> **Text passage**

I wouldn't rush in, risking life and limb for unknown humans who might be highwaymen fir all we know. But I can see it the other way


----------



## FitzTheRuke

jmucchiello said:


> Why would they do that? For all they know we are just highwaymen trying to kill them. Taking actions that don't save their own lives in the event we are interested in the prisoners makes no sense. I don't think Gnolls are known for their dedication to "the cause" above their dedication to "staying alive".



Gnolls are generally unpredictable psychopaths who will certainly do things that "just don't make sense". However, there's no reason to think that they would hold live prisoners only to kill them just because someone starts attacking them. Unless, of course, you make it obvious that you're here to rescue them. _Then_ the gnolls _might_ kill them to spite you, or hold them hostage to influence you. Then again, they are far more likely to just try to kill _you_.


----------



## jmucchiello

FitzTheRuke said:


> make it obvious that you're here to rescue them. _Then_ the gnolls _might_ kill them to spite you,



This is precisely the point I was failing to make before.


----------



## FitzTheRuke

We have a bit of a mess. Everyone attacked the same Worg as the fog would obscure. That seems off to me, so I'm gonna play fast-and-loose with your targeting. I'll make all the long-range attacks go to the further away Worg and the close-range ones go to the closer one. This will give the closer one a chance to attack, which I suppose you probably meant to avoid, but the fog cloud is best where it also obscures the route to the camp, to keep the gnolls from noticing their guards go down. Trust me, this will work as intended, if not 100% as you meant for it to go down.


----------



## jmucchiello

I waited on Escella specifically because I wanted to be sure at least one of the worgs dies. As long as this is not disrupted, sure.


----------



## Neurotic

Metavoid said he waits for everyone to attack


----------



## FitzTheRuke

Neurotic said:


> Metavoid said he waits for everyone to attack



Technically, he said he waits for Escella, but It really doesn't matter. You hit him. I just felt like describing it the other way around because it "sounds" better to me based on the timing of your climbing down the hill. If it had been important, I'd have left it.


----------



## jmucchiello

I am expressing my displeasure. Escalla would go for the worg who could do damage to her or her friends first. Please do not edit the scene like this again.


----------



## FitzTheRuke

jmucchiello said:


> I am expressing my displeasure. Escalla would go for the worg who could do damage to her or her friends first. Please do not edit the scene like this again.

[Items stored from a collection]
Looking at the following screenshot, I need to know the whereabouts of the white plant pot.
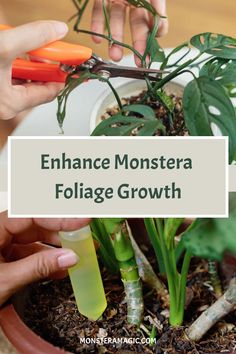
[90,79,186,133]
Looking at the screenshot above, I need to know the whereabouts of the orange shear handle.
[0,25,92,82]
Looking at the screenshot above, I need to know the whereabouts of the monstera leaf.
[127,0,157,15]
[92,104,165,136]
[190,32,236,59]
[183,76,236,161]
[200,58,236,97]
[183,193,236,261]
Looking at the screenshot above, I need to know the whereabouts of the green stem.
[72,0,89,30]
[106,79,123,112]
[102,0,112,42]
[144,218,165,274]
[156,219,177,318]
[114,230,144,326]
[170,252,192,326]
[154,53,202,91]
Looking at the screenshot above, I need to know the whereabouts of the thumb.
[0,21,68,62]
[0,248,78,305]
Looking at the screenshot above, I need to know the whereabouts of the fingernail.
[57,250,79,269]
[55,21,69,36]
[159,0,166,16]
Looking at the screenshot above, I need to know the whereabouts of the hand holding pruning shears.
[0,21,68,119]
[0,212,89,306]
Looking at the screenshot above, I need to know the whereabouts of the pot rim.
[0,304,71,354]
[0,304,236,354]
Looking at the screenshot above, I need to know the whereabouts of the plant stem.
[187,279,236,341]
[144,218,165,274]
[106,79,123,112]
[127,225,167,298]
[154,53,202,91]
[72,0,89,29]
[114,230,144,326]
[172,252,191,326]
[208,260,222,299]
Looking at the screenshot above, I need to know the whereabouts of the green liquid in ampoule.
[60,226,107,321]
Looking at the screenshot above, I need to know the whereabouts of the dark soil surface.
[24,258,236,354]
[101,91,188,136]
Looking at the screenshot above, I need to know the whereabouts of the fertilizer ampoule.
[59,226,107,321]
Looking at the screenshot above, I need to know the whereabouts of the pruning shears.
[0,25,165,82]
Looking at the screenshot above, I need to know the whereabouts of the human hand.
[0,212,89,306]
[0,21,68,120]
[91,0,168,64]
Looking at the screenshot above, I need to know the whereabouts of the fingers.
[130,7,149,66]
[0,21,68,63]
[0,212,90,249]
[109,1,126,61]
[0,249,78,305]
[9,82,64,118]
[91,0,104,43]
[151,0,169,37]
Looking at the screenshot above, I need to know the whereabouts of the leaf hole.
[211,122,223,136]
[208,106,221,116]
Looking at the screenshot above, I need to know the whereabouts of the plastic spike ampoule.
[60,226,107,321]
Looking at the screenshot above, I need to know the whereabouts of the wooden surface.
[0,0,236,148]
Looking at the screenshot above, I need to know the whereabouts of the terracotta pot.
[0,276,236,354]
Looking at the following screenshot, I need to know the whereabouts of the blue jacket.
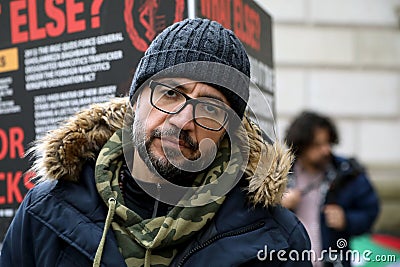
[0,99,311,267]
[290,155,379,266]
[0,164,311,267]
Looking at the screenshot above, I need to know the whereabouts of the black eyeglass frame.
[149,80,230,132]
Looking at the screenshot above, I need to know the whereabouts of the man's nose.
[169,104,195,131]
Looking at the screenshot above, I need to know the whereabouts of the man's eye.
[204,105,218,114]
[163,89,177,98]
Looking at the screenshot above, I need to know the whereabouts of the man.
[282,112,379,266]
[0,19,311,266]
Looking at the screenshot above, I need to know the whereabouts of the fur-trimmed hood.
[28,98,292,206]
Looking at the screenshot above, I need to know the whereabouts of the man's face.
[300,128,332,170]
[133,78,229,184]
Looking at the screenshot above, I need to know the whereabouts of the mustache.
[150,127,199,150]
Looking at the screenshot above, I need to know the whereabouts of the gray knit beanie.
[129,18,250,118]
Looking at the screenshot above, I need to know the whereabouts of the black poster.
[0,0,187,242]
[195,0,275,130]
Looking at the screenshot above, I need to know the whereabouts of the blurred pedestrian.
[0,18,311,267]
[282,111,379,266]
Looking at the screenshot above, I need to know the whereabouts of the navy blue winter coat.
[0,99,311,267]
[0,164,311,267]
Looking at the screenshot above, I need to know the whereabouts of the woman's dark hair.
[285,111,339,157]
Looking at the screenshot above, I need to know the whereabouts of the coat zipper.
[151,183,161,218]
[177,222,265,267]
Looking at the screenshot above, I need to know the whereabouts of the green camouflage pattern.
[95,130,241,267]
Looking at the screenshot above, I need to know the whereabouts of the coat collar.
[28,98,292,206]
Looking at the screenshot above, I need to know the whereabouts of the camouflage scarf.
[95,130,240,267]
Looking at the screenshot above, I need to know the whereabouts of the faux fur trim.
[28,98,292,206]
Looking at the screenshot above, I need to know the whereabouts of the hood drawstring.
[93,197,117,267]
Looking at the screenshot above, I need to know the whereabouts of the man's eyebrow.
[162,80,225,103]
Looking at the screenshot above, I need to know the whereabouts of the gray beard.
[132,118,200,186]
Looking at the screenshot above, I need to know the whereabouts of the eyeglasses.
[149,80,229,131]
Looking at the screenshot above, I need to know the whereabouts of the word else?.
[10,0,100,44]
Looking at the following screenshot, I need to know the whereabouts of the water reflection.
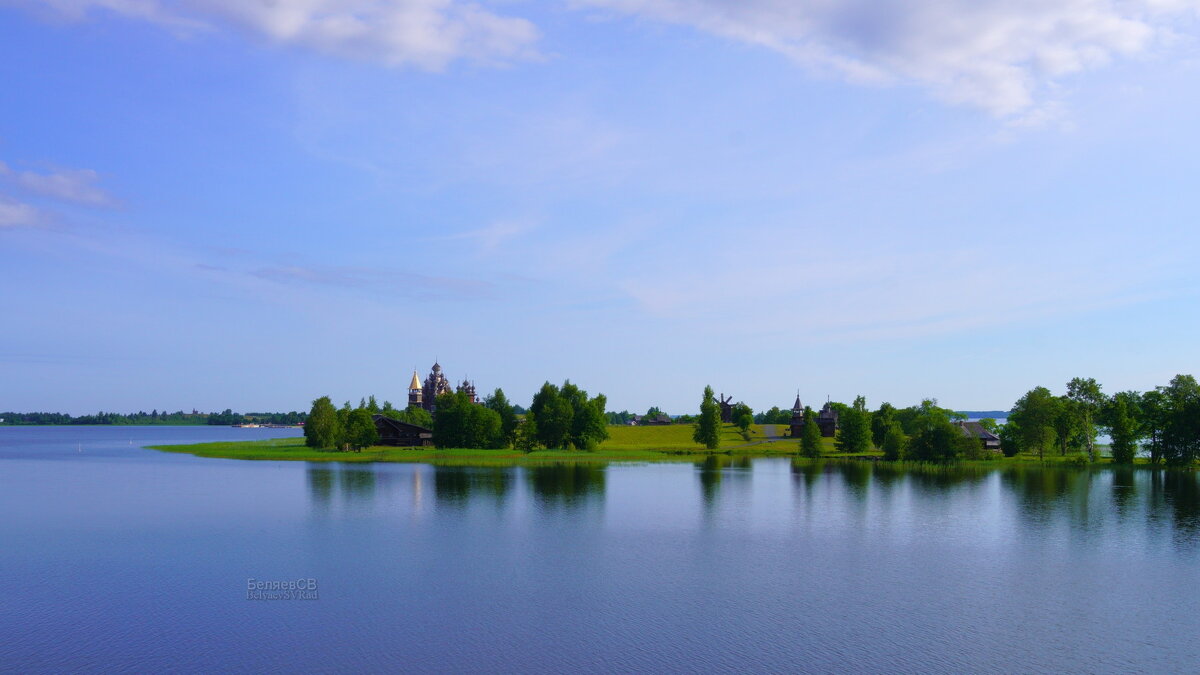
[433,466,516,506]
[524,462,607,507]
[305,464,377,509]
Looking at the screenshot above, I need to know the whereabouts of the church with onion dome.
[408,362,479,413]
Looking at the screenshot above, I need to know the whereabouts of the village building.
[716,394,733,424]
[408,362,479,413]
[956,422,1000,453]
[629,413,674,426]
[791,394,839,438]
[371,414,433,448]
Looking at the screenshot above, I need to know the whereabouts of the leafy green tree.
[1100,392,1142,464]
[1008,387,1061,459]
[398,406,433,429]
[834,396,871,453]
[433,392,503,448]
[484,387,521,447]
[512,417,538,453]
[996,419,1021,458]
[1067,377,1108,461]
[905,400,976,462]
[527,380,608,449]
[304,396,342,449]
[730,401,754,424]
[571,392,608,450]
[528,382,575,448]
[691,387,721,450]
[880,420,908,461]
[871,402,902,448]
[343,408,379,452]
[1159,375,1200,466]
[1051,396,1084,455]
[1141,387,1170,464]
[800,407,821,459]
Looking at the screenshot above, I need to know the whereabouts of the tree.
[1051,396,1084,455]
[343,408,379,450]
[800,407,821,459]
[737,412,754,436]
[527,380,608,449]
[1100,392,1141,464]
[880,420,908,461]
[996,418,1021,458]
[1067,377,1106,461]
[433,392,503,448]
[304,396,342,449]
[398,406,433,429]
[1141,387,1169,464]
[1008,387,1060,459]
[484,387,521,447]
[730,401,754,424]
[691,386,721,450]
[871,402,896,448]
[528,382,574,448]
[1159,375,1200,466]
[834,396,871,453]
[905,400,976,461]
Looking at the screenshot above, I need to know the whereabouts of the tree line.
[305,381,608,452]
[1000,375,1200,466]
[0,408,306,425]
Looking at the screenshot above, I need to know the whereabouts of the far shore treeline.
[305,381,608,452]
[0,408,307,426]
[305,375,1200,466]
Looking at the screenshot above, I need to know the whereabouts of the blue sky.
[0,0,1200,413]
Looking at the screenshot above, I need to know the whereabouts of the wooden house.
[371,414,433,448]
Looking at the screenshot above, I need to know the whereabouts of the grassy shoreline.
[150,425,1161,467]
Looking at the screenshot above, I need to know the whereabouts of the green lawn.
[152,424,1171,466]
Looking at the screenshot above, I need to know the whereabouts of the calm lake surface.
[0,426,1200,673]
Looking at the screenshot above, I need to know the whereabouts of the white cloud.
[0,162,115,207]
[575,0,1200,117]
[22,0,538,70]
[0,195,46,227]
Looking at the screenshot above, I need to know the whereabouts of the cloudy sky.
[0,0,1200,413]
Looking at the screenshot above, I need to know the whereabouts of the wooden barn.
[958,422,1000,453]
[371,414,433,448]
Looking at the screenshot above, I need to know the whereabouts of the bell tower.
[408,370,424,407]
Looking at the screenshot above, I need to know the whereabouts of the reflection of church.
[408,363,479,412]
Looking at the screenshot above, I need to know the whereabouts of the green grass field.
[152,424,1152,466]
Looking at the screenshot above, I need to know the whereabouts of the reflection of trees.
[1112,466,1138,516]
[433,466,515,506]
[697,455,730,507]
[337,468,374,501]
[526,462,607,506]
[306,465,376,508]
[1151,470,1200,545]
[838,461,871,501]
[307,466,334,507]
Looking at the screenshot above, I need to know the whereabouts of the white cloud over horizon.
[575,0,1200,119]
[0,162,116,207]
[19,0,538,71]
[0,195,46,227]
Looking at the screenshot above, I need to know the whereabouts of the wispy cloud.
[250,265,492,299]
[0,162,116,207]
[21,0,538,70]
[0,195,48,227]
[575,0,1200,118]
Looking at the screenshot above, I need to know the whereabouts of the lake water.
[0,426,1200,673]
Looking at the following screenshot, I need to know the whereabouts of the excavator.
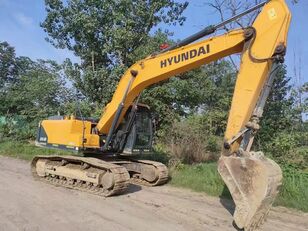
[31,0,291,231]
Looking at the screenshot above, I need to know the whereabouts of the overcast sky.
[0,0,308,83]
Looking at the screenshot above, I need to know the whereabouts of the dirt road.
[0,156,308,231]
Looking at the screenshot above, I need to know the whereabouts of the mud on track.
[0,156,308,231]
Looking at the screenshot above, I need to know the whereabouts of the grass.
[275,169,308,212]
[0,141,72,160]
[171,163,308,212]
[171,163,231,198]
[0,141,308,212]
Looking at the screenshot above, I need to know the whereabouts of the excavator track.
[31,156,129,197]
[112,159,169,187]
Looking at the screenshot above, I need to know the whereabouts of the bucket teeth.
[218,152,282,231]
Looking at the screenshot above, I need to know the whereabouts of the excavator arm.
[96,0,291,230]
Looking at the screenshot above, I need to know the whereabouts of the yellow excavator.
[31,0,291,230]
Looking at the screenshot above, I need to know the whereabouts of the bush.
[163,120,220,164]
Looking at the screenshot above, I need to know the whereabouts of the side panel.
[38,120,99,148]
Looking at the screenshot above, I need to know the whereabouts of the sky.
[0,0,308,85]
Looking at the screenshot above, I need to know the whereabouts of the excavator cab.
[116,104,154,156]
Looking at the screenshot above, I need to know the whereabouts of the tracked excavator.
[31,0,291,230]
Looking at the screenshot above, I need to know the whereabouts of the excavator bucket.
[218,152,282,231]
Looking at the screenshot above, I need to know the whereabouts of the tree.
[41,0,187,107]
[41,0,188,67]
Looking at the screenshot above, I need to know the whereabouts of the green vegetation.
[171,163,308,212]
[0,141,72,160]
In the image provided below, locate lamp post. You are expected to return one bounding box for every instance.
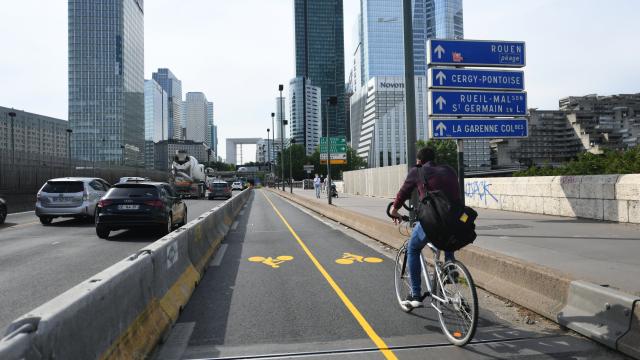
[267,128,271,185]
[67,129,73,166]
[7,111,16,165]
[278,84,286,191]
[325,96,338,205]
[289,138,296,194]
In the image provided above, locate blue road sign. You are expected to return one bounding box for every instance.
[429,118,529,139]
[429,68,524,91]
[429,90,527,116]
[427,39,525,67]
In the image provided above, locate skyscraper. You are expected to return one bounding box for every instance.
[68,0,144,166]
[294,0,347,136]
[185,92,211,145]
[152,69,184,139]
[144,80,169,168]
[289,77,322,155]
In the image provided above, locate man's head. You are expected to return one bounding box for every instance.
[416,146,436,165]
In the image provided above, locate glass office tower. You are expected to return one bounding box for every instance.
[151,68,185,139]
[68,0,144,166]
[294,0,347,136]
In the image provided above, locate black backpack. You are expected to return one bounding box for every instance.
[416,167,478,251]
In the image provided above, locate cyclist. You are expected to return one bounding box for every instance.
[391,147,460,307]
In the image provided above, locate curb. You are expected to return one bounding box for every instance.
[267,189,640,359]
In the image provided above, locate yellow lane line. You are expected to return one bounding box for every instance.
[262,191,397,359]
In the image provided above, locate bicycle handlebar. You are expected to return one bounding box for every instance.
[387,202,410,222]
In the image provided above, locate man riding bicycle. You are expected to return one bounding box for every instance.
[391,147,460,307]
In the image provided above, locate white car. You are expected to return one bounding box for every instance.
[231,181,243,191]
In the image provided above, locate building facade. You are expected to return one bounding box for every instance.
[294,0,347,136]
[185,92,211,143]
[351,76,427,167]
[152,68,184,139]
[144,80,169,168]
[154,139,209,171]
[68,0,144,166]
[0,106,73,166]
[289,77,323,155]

> **Required task 1**
Based on the forum thread about the gnolls and worgs, decide whether each statement below agrees with it. Answer yes or no and quote the deciding words.
(a) FitzTheRuke describes gnolls as generally unpredictable psychopaths.
(b) FitzTheRuke plans to send the close-range attacks to the further away Worg.
(c) jmucchiello waited on Escella to make sure at least one of the worgs dies.
> **Required task 2**
Please revise the forum thread about the gnolls and worgs. Write out the part that opens with the words containing "We have a bit" and closes with "to go down.", changing "Worg" to "wolf".
> **Required task 3**
Pick up the forum thread about the gnolls and worgs after its last sentence and continue it.

> **Exercise answer 1**
(a) Yes: "Gnolls are generally unpredictable psychopaths"
(b) No: "the close-range ones go to the closer one"
(c) Yes: "I waited on Escella specifically because I wanted to be sure at least one of the worgs dies."

> **Exercise answer 2**
We have a bit of a mess. Everyone attacked the same wolf as the fog would obscure. That seems off to me, so I'm gonna play fast-and-loose with your targeting. I'll make all the long-range attacks go to the further away wolf and the close-range ones go to the closer one. This will give the closer one a chance to attack, which I suppose you probably meant to avoid, but the fog cloud is best where it also obscures the route to the camp, to keep the gnolls from noticing their guards go down. Trust me, this will work as intended, if not 100% as you meant for it to go down.

> **Exercise answer 3**
Sigh. Whatever.

I was trying to move things along and I felt that not alerting the camp (by say, moving the cloud up to the other worg, so that any gnoll that looked down the path could watch you all shoot the other worg, or NOT having the fog cloud there when you shoot the worg, which would amount to the same thing and THEN have the cloud surrounding a dead body (and therefore have been pointless to cast).

I was trying to make the round work as close to what seemed to be your group's intent as possible, but if a PC taking a little bit of damage gets under your skin, well, I don't know what to tell you.

EDIT: (Having reread what I wrote, it comes off as more annoyed than I probably mean it to be - I will take your complaint under advisement, but please understand that the round was a bit of a mess, as I pointed out a few posts back. I did my best to work it out. Maybe this time wasn't the best. PBP can be tricky, unless you want to spend even _longer_ each round (already takes forever). We do what we can.)


----------



## MetaVoid

I wouldn't mind if the fog obscures the body of the dead worg, that way even if gnolls or the other worg see something amiss, they don't immediately feel the threat of death.

And yes, I was waiting for everyone to go (Escella is explicitly mentioned because I thought only she didn't have a go at the worg)


----------



## FitzTheRuke

Does how I worked it out not work for everyone, then? It seemed like a better use of your attacks and spells to me. You'll almost definitely achieve your goal of taking out the worgs here - the other way I don't really see it. I dunno. I can't guess what you're thinking. I guess I should have just had you overkill worg2 and leave worg1 alone to raise the alarm?


----------



## MetaVoid

I'm fine with the result


----------



## Neurotic

It works for me. I mentioned at the start of the last fight that the shield is on unless otherwise stated. So, yes, the shield is up (as I said, he learned from that orc encounter  )


----------



## JustinCase

Fine by me.


----------



## jmucchiello

I'd rather not dwell on it.


----------



## Prickly Pear

All good with me.


----------



## FitzTheRuke

I'm sure we are all eagerly digesting the news about OneD&D. 

If anyone is wondering what it means for this game, I will answer:

Only one thing: I will try again (I had given up) to remember Inspiration. It's not that I didn't like it, just that I never remember it. As such, I am going to implement the rule that you gain it on a nat20 from any d20 "Test". That said, because of the way PBP works, I often get you all to volunteer to roll ability checks in case I want to ask for one (just to skip the back-and-forth and save time). I don't use them in cases where I wouldn't have asked for them (I use them only to narrate fluff, not for actual ruling on success or failure). 

SO... I will only award Inspiration for 20's rolled on ability checks if I _use_ the result. To make that easier for you, you can assume that any time you roll a 20, you gain Inspiration (if you already have it, you can give it away. If you don't specify who, I will do it). I will let you know if the check did not apply (I think this will be rare enough not to be a big deal).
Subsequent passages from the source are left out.